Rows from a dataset
==*==
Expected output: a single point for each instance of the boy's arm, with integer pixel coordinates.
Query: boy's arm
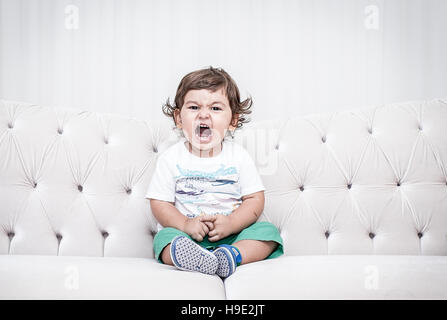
(246, 214)
(169, 216)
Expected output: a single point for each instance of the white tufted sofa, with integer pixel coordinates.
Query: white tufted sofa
(360, 199)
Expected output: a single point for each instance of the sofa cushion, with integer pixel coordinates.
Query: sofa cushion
(341, 277)
(51, 277)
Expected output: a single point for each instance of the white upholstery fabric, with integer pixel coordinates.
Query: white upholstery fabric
(341, 277)
(50, 277)
(368, 181)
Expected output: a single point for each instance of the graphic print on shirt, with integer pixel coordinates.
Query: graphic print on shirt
(199, 192)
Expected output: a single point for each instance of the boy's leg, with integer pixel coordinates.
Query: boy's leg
(162, 244)
(166, 255)
(255, 250)
(259, 241)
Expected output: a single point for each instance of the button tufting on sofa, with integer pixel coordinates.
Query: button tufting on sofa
(316, 269)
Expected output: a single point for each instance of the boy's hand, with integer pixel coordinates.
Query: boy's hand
(223, 227)
(196, 228)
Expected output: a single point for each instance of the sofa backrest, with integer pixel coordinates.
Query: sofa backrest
(362, 181)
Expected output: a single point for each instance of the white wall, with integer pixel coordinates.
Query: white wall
(292, 57)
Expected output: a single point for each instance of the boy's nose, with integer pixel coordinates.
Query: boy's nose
(204, 114)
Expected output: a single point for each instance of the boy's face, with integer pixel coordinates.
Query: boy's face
(205, 117)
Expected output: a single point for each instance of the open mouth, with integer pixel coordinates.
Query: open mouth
(203, 132)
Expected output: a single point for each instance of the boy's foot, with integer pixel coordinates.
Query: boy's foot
(228, 257)
(188, 255)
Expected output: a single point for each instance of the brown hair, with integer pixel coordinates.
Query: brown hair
(212, 79)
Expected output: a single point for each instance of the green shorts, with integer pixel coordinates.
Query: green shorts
(263, 231)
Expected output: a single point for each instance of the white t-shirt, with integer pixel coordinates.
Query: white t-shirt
(213, 185)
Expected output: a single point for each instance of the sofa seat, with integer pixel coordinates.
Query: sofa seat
(341, 277)
(70, 277)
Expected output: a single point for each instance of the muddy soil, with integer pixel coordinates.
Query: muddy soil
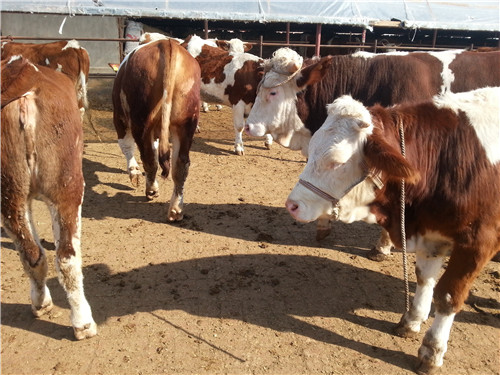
(237, 287)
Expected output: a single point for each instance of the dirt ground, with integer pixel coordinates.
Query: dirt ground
(237, 287)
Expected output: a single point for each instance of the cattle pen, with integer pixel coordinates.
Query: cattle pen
(238, 286)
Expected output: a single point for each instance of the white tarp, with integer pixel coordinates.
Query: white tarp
(426, 14)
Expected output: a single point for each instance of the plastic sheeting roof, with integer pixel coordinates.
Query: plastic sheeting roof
(426, 14)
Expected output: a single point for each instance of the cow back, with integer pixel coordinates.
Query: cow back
(64, 56)
(41, 129)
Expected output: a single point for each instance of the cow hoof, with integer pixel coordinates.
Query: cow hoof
(135, 177)
(152, 194)
(377, 256)
(403, 331)
(321, 234)
(425, 368)
(174, 215)
(38, 311)
(87, 331)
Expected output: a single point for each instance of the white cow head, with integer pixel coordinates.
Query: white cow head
(275, 111)
(336, 161)
(234, 46)
(194, 44)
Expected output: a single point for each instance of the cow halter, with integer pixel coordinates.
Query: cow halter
(367, 174)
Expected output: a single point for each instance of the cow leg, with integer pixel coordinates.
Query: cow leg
(239, 125)
(182, 137)
(269, 141)
(127, 145)
(449, 296)
(382, 249)
(18, 223)
(66, 225)
(148, 148)
(427, 270)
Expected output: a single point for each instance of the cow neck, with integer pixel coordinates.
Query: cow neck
(367, 173)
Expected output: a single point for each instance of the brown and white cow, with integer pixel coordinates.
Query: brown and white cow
(291, 103)
(156, 95)
(64, 56)
(42, 147)
(230, 78)
(451, 170)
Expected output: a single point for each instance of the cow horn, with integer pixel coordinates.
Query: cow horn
(293, 67)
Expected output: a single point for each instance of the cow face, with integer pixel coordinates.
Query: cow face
(275, 108)
(335, 163)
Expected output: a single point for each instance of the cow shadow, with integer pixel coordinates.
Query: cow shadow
(271, 291)
(233, 220)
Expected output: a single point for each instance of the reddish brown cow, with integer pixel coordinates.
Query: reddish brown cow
(42, 146)
(230, 77)
(451, 170)
(156, 94)
(65, 56)
(291, 103)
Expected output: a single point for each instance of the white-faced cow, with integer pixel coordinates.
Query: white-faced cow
(291, 103)
(451, 170)
(230, 78)
(156, 95)
(64, 56)
(42, 147)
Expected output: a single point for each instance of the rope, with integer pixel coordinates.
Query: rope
(403, 229)
(288, 79)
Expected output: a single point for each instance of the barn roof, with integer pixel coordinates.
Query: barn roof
(424, 14)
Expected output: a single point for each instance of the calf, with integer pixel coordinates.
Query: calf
(292, 98)
(156, 94)
(451, 169)
(42, 146)
(65, 56)
(228, 78)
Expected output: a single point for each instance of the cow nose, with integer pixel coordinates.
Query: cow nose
(292, 207)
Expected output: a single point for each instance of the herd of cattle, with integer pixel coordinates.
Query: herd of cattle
(412, 137)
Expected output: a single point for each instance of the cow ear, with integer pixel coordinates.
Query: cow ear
(314, 72)
(222, 44)
(383, 157)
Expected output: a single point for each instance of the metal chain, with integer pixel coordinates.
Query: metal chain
(403, 228)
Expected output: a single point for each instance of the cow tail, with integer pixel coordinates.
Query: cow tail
(166, 110)
(84, 62)
(27, 125)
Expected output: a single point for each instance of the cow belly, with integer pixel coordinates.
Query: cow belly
(432, 244)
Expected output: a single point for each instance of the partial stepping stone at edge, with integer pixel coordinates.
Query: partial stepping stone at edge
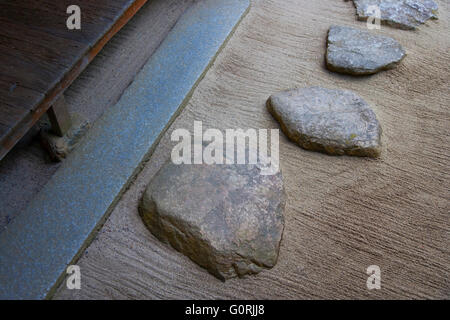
(403, 14)
(335, 122)
(358, 52)
(228, 219)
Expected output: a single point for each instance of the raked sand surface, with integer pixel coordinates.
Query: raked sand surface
(343, 214)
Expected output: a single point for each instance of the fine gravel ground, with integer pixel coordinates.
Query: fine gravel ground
(343, 214)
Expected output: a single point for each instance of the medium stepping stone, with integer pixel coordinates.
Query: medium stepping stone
(228, 219)
(359, 52)
(403, 14)
(335, 122)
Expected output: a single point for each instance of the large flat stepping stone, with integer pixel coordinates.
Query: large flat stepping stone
(358, 52)
(228, 219)
(403, 14)
(335, 122)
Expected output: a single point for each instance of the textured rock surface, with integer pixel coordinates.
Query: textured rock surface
(336, 122)
(60, 147)
(404, 14)
(359, 52)
(226, 218)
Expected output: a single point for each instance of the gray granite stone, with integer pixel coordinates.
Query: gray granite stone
(359, 52)
(336, 122)
(228, 219)
(59, 148)
(403, 14)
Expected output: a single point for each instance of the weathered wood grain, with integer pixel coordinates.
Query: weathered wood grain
(40, 57)
(343, 213)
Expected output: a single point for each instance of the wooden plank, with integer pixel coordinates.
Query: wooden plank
(59, 117)
(41, 57)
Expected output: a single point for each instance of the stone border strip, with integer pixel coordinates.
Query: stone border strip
(63, 218)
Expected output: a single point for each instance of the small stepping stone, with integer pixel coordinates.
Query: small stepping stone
(358, 52)
(335, 122)
(403, 14)
(228, 219)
==*==
**BRIEF:** Repeat the material exactly as it reads, without any of its pictures.

**CORRECT RESPONSE:**
Expected output: a single point for each instance of the boy's arm, with integer pixel coordinates.
Query: boy's arm
(246, 214)
(169, 216)
Expected output: a single point for each instance of the white tufted sofa, with integer pixel coordinates.
Query: white tufted sofa
(360, 199)
Expected output: a single point for each instance of the sofa cushion, with integer pixel coordinates.
Query: sofa cushion
(341, 277)
(51, 277)
Expected output: a single point for each instance of the white upholstery fabric, with integer pixel coordinates.
Query: white upholstery fabric
(341, 277)
(50, 277)
(368, 181)
Expected output: a single point for each instance of the graphic print on shirt, with integer pixel coordinates.
Query: graphic print on shirt
(199, 192)
Expected output: a single point for each instance of the boy's leg, with integer pixel coordinates.
Query: boy's leg
(162, 244)
(166, 255)
(255, 250)
(259, 241)
Expected output: a single point for each instance of the button tufting on sofa, with integer pixel coordinates.
Query: button tufting on sofa
(316, 269)
Expected output: a single point for each instance of the boy's hand, with integer pixel coordinates.
Query: boy's hand
(223, 227)
(196, 228)
Expected output: a single point for each instance of the sofa backrest, with integer pixel coordinates.
Query: sofa backrest
(362, 181)
Expected output: a single point for each instance of the white wall, with integer pixel coordinates.
Query: white wall
(292, 57)
Expected output: a single point for each instance of the boy's nose, with integer pixel coordinates.
Query: boy's nose
(204, 114)
Expected output: a single point for each instance of the boy's face, with integer pixel coordinates.
Query: boy's face
(205, 117)
Expected output: a single point for each instance of the open mouth, with integer pixel coordinates.
Query: open mouth
(203, 132)
Expected output: a single point for each instance of the boy's foot, with integer pixel coordinates.
Query: boy's foot
(228, 257)
(188, 255)
Expected output: a single point for each instance of the brown hair, with integer pixel coordinates.
Query: brown hair
(212, 79)
Expected output: a single point for each instance of the green shorts, with integer pixel coordinates.
Query: green shorts
(263, 231)
Expected output: a single point for each instance of the white t-shirt, with integer pixel coordinates.
Query: white t-shirt
(213, 185)
Expected output: a single point for each instance of the sofa seat, with integer pixel coordinates.
Query: sofa seat
(341, 277)
(70, 277)
Expected output: a single point for each instance of the muddy soil, with integer pixel coordinates.
Query: muddy soil
(237, 287)
Expected output: a single point for each instance of the dirt ground, with integer pixel coordinates.
Query: dirt ground
(237, 287)
Expected output: a single point for each instance of the cattle pen, with integer pixel coordinates.
Query: cattle pen
(238, 286)
Expected output: a single point for each instance of the white tarp, with integer pixel coordinates.
Query: white tarp
(426, 14)
Expected output: a single point for each instance of the plastic sheeting roof, with integer pixel coordinates.
Query: plastic sheeting roof
(426, 14)
Expected output: a single point for each instance of the cow back, with integer pixel coordinates.
Query: cow back
(64, 56)
(41, 129)
Expected output: a single point for each instance of the cow hoof, with integer pixel coordinates.
Query: cow hoof
(135, 177)
(152, 194)
(377, 256)
(403, 331)
(321, 234)
(425, 368)
(174, 215)
(38, 311)
(87, 331)
Expected output: a single point for each instance of the white cow head, with integer pixel coordinates.
Query: white cow head
(275, 111)
(336, 161)
(234, 46)
(194, 44)
Expected output: a single point for each instance of the cow halter, with integer pixel coordinates.
Query: cow halter
(367, 174)
Expected output: a single point for each instance of the cow leg, with integer pixel coordinates.
Query: cow leg
(239, 125)
(182, 137)
(269, 141)
(127, 145)
(449, 296)
(382, 249)
(18, 223)
(66, 225)
(148, 148)
(427, 270)
Expected output: a single point for each instance of the cow neck, with integer pixel coordinates.
Query: cow neck
(367, 173)
Expected output: a single point for each instance of the brown and white cow, with integer pixel coordinates.
Query: brown and white cow
(291, 103)
(156, 95)
(64, 56)
(42, 147)
(230, 78)
(451, 170)
Expected output: a single point for each instance of the cow horn, with integer pixel coordinates.
Query: cow horn
(293, 67)
Expected output: a single point for each instance of the cow face, with integer pixel coordinates.
Query: cow face
(275, 108)
(335, 163)
Expected output: a single point for each instance of the cow shadow, with integer pixel coordinates.
Query: cow shadow
(271, 291)
(233, 220)
Expected output: a single point for each instance of the reddish brown cow, with integer pixel coordinates.
Query: reddish brown cow
(42, 146)
(230, 77)
(451, 170)
(156, 94)
(65, 56)
(291, 103)
Expected output: a single point for each instance of the white-faced cow, with integer pixel coordinates.
Query: white-faced cow
(291, 103)
(451, 170)
(230, 78)
(156, 95)
(64, 56)
(42, 147)
Expected output: a single point for each instance of the rope, with integer pixel coordinates.
Query: rope
(403, 229)
(288, 79)
Expected output: a single point for each instance of the barn roof, with integer pixel coordinates.
Query: barn roof
(424, 14)
Expected output: a single point for each instance of the calf, with integer pixel coordinates.
Query: calf
(292, 98)
(156, 94)
(451, 169)
(42, 146)
(65, 56)
(228, 78)
Expected output: a single point for each instance of the cow nose, with integer pixel coordinates.
Query: cow nose
(292, 207)
Expected output: a single point for each instance of the herd of cattle, with integer pixel coordinates.
Query: herd of cattle
(412, 137)
Expected output: a single point for each instance of the cow ear, with integer pixel coordinates.
Query: cow ear
(314, 72)
(222, 44)
(383, 157)
Expected output: a single point for each instance of the metal chain, with integer pixel coordinates.
Query: metal chain
(403, 228)
Expected output: a single point for each instance of the cow tail, with integer pixel coordinates.
Query: cow tail
(166, 110)
(84, 62)
(27, 125)
Expected output: a single point for each instance of the cow belly, with integer pixel coordinates.
Query: cow belly
(432, 244)
Expected output: a single point for each instance of the partial stepping stone at edge, with integer pixel coordinates.
Query: partial stepping stone at edge
(403, 14)
(335, 122)
(358, 52)
(228, 219)
Expected output: a single point for each instance of the raked sand surface, with integer pixel coordinates.
Query: raked sand surface
(343, 214)
Expected output: a single point for each instance of the fine gravel ground, with integer pixel coordinates.
Query: fine gravel ground
(343, 214)
Expected output: a single point for each instance of the medium stepping stone, with integer pixel coordinates.
Query: medium stepping stone
(228, 219)
(359, 52)
(403, 14)
(335, 122)
Expected output: a single point for each instance of the large flat stepping stone, with integer pixel coordinates.
Query: large flat stepping stone
(358, 52)
(228, 219)
(403, 14)
(335, 122)
Expected output: a single point for each instance of the textured rock surface, with integer pixel coordinates.
Query: textured rock surface
(336, 122)
(60, 147)
(404, 14)
(359, 52)
(226, 218)
Expected output: a single point for each instance of the gray granite stone, with integer pixel coordinates.
Query: gray granite stone
(359, 52)
(336, 122)
(228, 219)
(59, 148)
(403, 14)
Expected output: a single point for each instance of the weathered wood grain, with integer pixel coordinates.
Query: weathered wood grain
(40, 57)
(343, 213)
Expected output: a single point for each instance of the wooden plank, with integer pixel coordinates.
Query: wooden plank
(59, 117)
(41, 57)
Expected output: a single point for each instance of the stone border strip, with integer pixel coordinates.
Query: stone border strip
(63, 218)
Expected output: a single point for each instance of the small stepping stone, with integer pixel coordinates.
Query: small stepping stone
(358, 52)
(335, 122)
(403, 14)
(228, 219)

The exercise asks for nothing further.